Catalyser la demande : les minéraux critiques et le leadership du Canada au sein du G7

Le Canada a pris une initiative majeure vendredi en publiant un important communiqué sur les minéraux critiques à la clôture du G7. La principale innovation réside dans les achats directs que le gouvernement du Canada a effectués. Analysons cela étape par étape.   

Premièrement, pourquoi l’utilisation de mécanismes de prix est-elle importante ?   

Tim Hodgson, ministre de l’Énergie et des Ressources naturelles du Canada, a déclaré vendredi : « nous devons assurer une stabilité de la demande et des prix pour permettre la construction de ces mines et de ces installations de transformation ».   

C’est exactement ce que nous avons soutenu, l’année dernière, dans notre article Obtenir des prix corrects : pourquoi le développement a-t-il été entravé, malgré les ambitions et la position avantageuse du Canada ? En bref, le problème réside dans l’incertitude de la demande, qui entraîne une incertitude des prix.  

Dans un article du Globe and Mail publié en septembre, j’avançais que, jusqu’à présent, la politique du Canada en matière de minéraux critiques s’est appuyée sur une variété de fonds, d’incitations fiscales et d’engagements en matière d’infrastructure, mais sans toutefois s’attaquer au principal défi en matière d’investissement : l’incertitude des prix.

:: Exercice écrit ::
Reproduisez le passage du texte sur les minéraux critiques, de « Premièrement, pourquoi l’utilisation » à « une incertitude des prix. », en remplaçant « incertitude » par « imprévisibilité ».

:: Contenu des données ::
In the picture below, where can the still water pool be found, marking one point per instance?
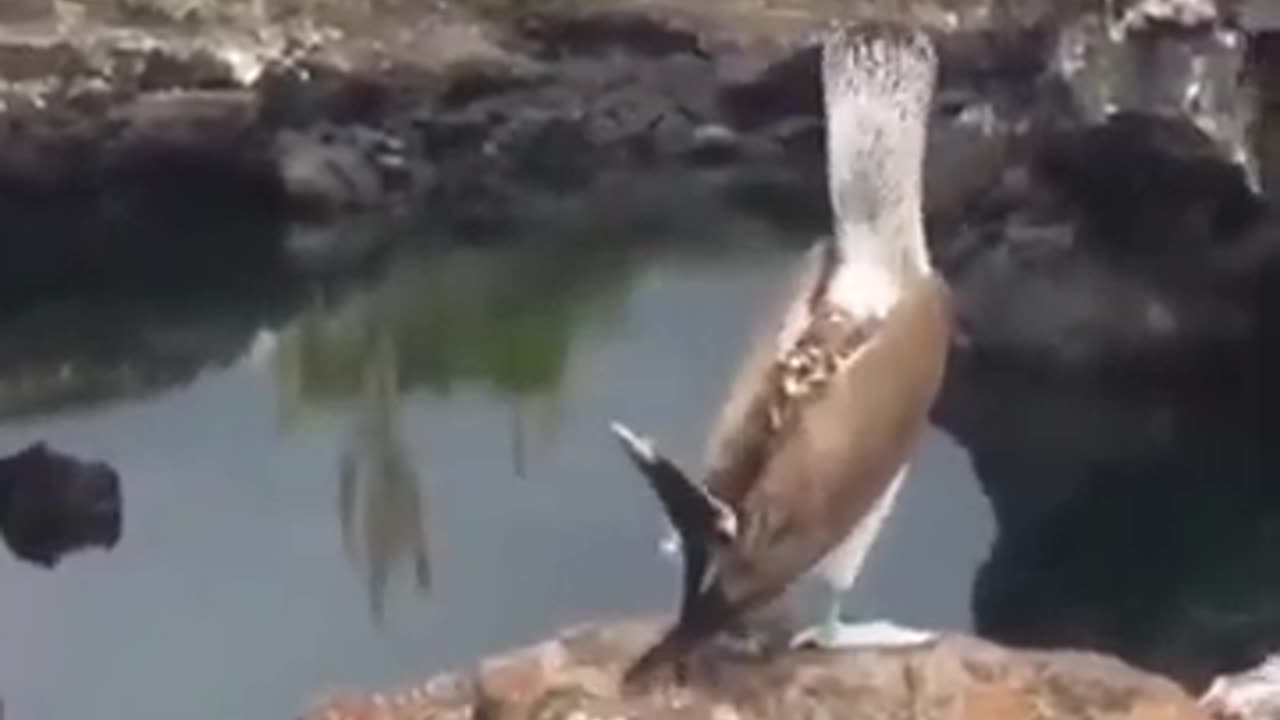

* * *

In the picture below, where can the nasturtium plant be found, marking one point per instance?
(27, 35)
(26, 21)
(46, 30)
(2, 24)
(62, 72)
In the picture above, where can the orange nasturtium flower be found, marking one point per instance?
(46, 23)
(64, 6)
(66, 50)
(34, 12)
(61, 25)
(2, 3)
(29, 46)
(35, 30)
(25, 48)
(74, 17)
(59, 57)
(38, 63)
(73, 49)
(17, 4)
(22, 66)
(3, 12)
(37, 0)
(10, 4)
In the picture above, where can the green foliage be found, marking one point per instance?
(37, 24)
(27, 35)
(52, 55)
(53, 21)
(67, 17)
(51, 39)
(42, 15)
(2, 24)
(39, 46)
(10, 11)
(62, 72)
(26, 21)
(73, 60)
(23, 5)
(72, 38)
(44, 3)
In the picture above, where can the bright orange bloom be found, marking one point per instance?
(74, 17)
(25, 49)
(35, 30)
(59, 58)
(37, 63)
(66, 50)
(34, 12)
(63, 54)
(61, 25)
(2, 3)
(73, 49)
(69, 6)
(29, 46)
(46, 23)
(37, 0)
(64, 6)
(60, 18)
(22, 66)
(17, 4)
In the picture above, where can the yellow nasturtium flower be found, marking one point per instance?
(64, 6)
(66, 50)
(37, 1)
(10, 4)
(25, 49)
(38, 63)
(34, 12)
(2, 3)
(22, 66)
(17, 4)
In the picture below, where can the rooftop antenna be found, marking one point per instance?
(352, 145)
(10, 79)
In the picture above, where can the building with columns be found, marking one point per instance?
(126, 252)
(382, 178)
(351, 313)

---

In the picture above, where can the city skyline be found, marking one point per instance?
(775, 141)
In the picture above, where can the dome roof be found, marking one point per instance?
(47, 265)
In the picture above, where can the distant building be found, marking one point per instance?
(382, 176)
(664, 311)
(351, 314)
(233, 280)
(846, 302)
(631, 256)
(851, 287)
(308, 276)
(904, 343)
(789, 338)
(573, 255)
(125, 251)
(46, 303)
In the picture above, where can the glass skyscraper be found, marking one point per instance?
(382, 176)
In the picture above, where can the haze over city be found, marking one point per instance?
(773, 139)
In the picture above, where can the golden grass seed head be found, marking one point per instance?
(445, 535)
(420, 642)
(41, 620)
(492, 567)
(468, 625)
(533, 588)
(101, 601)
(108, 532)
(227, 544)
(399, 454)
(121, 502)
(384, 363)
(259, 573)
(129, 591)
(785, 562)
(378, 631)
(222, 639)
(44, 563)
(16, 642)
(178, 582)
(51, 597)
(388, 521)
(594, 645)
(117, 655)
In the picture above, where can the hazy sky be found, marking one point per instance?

:: Réponse complète ::
Premièrement, pourquoi l’utilisation de mécanismes de prix est-elle importante ?   

Tim Hodgson, ministre de l’Énergie et des Ressources naturelles du Canada, a déclaré vendredi : « nous devons assurer une stabilité de la demande et des prix pour permettre la construction de ces mines et de ces installations de transformation ».   

C’est exactement ce que nous avons soutenu, l’année dernière, dans notre article Obtenir des prix corrects : pourquoi le développement a-t-il été entravé, malgré les ambitions et la position avantageuse du Canada ? En bref, le problème réside dans l’imprévisibilité de la demande, qui entraîne une imprévisibilité des prix.